* YOUR TASK *
Please find each line below that contains the word "lungi" and copy those lines. Case counts.

— START OF DATA RECORDS —

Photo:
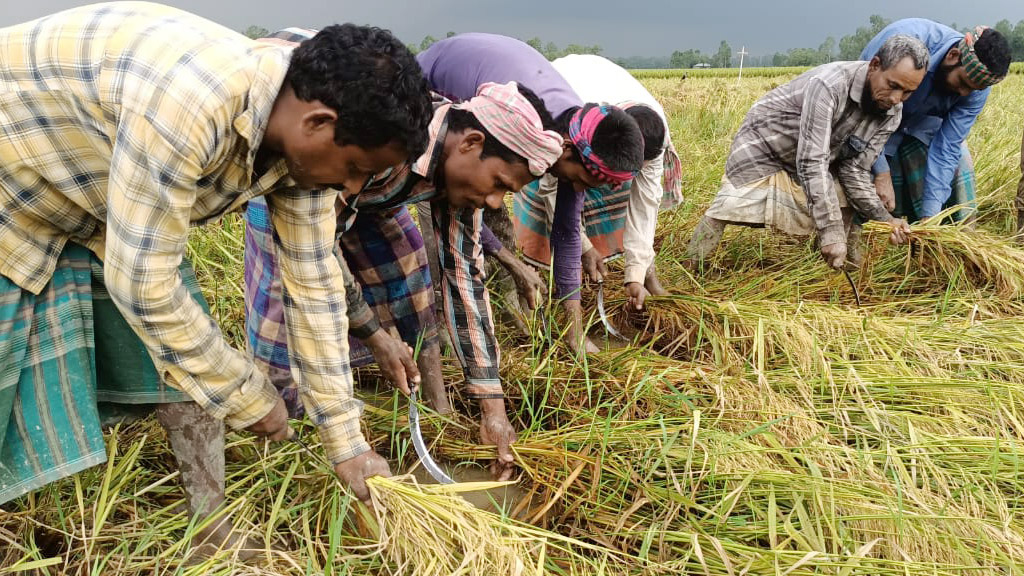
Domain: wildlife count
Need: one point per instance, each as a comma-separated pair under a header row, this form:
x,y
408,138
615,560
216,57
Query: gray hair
x,y
902,46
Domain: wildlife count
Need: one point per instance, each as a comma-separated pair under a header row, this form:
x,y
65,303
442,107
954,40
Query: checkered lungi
x,y
65,355
907,170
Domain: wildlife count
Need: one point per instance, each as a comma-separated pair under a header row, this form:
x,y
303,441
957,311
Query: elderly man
x,y
625,225
123,125
478,152
801,162
926,166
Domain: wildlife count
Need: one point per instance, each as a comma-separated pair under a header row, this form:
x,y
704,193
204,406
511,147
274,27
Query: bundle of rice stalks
x,y
429,530
949,253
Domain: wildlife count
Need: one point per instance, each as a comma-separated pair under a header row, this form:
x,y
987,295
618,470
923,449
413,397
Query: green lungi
x,y
66,355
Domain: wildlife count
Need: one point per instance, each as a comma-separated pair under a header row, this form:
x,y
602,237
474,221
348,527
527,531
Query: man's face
x,y
890,87
472,182
568,168
314,160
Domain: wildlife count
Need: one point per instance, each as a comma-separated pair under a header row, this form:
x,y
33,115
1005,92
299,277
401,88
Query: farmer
x,y
627,227
801,162
603,148
123,125
478,151
926,166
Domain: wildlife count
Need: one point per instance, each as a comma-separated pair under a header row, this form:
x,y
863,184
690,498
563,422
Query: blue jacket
x,y
939,119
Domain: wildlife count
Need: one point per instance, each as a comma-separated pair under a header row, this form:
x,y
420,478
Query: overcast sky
x,y
623,29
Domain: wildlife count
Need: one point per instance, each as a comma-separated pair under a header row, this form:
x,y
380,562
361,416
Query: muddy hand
x,y
528,284
395,360
636,294
835,254
579,340
884,189
354,472
497,429
273,426
901,232
593,265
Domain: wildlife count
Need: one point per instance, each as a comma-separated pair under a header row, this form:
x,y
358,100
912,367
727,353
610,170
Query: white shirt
x,y
597,79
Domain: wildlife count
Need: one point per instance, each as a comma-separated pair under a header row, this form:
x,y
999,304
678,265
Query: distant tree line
x,y
848,48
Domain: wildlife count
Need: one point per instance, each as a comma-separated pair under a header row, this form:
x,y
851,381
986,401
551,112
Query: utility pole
x,y
742,52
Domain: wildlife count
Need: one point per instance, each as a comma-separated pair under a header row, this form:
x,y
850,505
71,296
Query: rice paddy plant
x,y
758,422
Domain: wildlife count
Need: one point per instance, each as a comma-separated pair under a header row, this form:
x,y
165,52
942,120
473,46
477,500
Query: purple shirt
x,y
457,66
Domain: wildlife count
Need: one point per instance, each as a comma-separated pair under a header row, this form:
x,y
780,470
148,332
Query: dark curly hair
x,y
616,140
651,127
371,80
993,51
461,120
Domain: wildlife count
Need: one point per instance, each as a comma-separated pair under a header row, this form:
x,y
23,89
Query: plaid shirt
x,y
461,251
122,125
811,127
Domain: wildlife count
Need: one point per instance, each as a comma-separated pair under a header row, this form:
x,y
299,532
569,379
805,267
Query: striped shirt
x,y
123,124
812,127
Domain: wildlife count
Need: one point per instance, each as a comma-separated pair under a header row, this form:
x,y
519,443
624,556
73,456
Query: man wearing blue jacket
x,y
925,167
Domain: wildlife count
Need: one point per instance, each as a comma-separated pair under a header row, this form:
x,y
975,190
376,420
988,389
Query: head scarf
x,y
582,127
512,120
976,71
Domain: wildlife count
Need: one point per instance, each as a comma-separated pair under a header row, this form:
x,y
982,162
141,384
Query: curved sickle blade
x,y
421,447
604,317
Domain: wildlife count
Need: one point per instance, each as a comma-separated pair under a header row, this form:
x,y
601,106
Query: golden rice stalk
x,y
428,530
952,251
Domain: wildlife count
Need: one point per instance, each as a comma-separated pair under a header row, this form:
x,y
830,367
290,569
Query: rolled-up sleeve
x,y
466,302
813,161
315,311
152,192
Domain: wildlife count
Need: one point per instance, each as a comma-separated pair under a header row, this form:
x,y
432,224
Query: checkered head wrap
x,y
510,118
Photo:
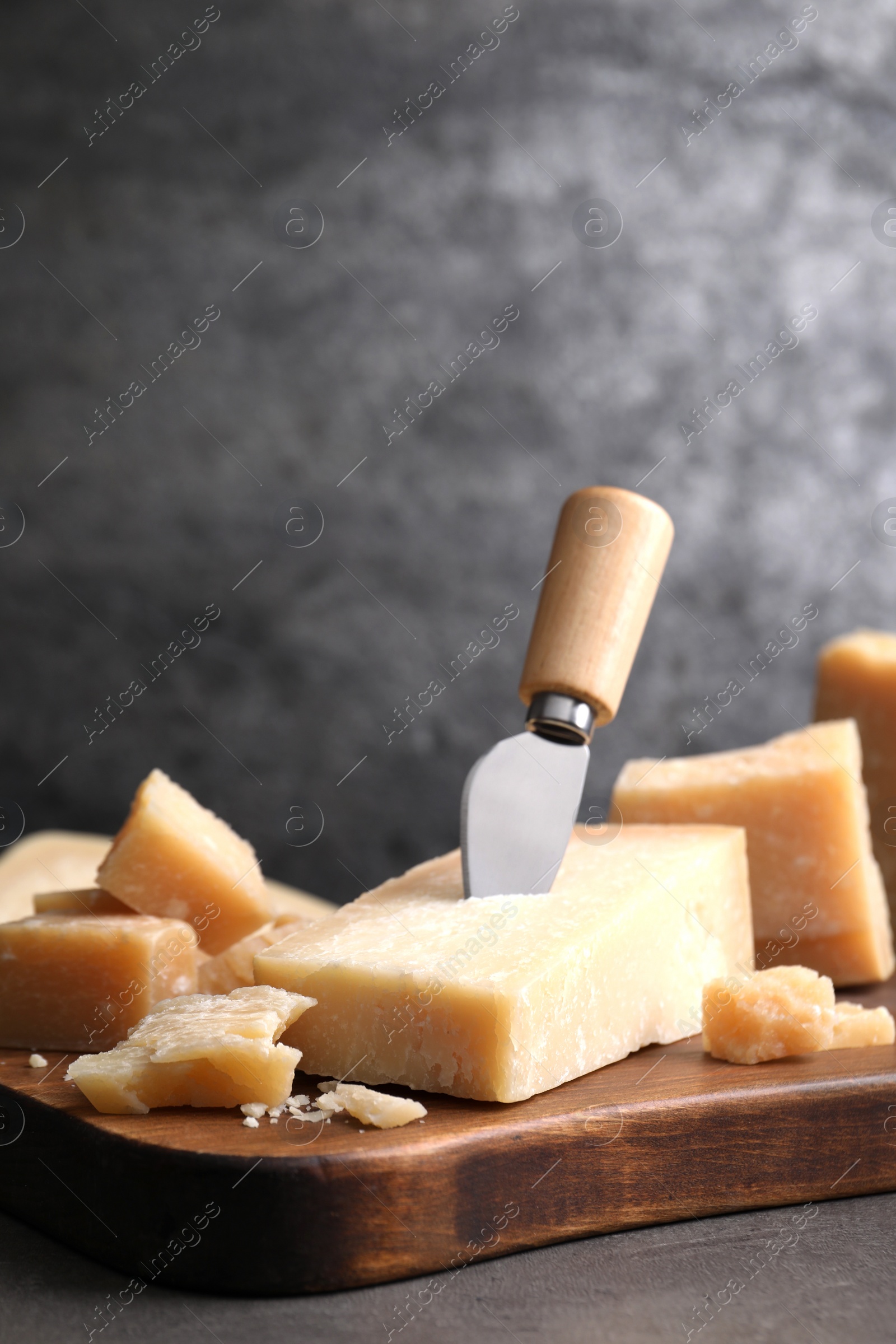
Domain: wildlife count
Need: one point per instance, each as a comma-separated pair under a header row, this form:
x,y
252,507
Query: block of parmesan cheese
x,y
370,1107
817,893
778,1012
234,967
74,983
175,858
857,1026
48,861
857,680
507,996
200,1050
92,901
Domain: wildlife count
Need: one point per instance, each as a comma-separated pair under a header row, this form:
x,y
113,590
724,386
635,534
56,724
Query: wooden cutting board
x,y
195,1200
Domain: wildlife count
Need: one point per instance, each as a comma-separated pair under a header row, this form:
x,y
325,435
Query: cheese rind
x,y
778,1012
856,678
200,1050
817,893
507,996
176,858
856,1026
76,983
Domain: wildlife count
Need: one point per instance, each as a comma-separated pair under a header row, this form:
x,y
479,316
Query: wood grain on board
x,y
195,1200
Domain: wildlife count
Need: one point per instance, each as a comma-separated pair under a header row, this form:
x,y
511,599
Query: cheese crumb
x,y
785,1011
857,1026
372,1108
329,1104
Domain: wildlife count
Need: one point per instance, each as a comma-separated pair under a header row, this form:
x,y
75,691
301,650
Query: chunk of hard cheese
x,y
48,861
202,1050
92,901
857,1026
81,982
370,1107
783,1011
817,893
175,858
857,680
507,996
234,967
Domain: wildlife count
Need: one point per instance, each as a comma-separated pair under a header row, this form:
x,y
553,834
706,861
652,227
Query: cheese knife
x,y
520,800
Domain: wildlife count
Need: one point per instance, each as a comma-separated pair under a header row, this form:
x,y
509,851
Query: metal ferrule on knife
x,y
561,718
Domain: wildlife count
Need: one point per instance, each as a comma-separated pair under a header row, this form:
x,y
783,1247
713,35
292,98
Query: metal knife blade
x,y
519,804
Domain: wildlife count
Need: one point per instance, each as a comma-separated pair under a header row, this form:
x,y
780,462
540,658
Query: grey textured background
x,y
766,212
727,239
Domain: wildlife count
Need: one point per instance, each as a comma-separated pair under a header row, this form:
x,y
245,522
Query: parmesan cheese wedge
x,y
234,967
817,892
175,858
507,996
857,680
92,901
81,982
200,1050
370,1107
48,861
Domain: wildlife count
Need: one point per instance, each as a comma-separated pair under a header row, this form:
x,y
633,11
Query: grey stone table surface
x,y
833,1285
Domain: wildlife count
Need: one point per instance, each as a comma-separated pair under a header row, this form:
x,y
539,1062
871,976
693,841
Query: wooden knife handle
x,y
608,557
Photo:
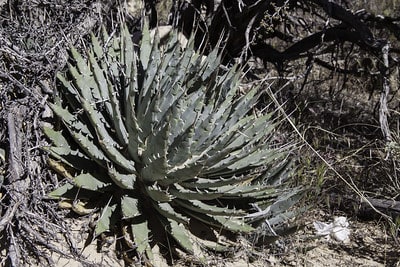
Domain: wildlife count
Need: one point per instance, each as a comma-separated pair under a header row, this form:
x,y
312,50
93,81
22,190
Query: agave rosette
x,y
164,134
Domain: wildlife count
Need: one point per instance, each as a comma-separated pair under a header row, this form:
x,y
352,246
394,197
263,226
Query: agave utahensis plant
x,y
165,136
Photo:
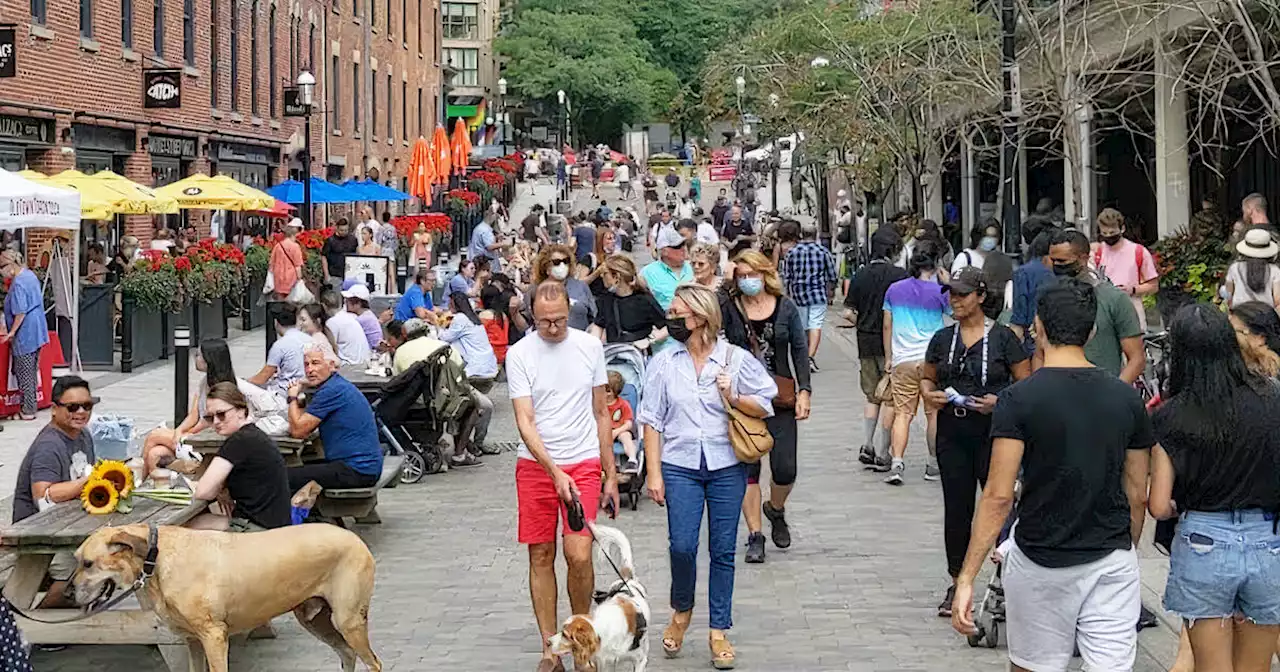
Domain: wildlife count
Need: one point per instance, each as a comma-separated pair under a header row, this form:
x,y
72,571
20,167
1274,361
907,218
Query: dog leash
x,y
149,570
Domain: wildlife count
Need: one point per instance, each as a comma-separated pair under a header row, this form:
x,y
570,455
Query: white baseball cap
x,y
357,291
670,237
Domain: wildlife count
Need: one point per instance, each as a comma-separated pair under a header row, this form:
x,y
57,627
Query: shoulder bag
x,y
749,435
786,397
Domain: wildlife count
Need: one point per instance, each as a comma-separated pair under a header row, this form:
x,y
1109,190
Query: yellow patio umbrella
x,y
204,192
440,155
421,172
461,146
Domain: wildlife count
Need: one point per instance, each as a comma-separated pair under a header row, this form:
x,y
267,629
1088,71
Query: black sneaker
x,y
945,606
778,528
755,548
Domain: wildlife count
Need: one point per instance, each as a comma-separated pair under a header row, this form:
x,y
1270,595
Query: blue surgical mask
x,y
750,286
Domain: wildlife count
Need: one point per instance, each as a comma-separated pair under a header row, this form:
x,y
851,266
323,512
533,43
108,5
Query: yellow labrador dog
x,y
209,585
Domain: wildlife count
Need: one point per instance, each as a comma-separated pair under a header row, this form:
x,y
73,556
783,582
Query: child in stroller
x,y
626,362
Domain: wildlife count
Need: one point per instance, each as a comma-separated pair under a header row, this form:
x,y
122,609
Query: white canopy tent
x,y
24,205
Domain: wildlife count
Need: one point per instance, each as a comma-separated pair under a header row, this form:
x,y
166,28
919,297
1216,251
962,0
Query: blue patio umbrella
x,y
321,192
373,191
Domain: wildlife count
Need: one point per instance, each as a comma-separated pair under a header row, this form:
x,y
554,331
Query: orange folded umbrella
x,y
440,154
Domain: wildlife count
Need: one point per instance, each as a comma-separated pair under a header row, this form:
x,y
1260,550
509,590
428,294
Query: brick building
x,y
77,100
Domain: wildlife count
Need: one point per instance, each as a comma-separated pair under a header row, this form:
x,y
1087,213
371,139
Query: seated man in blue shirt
x,y
416,301
353,457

— END OF DATA RECORDS —

* THE REPLY *
Query: checkered lungi
Query: green lungi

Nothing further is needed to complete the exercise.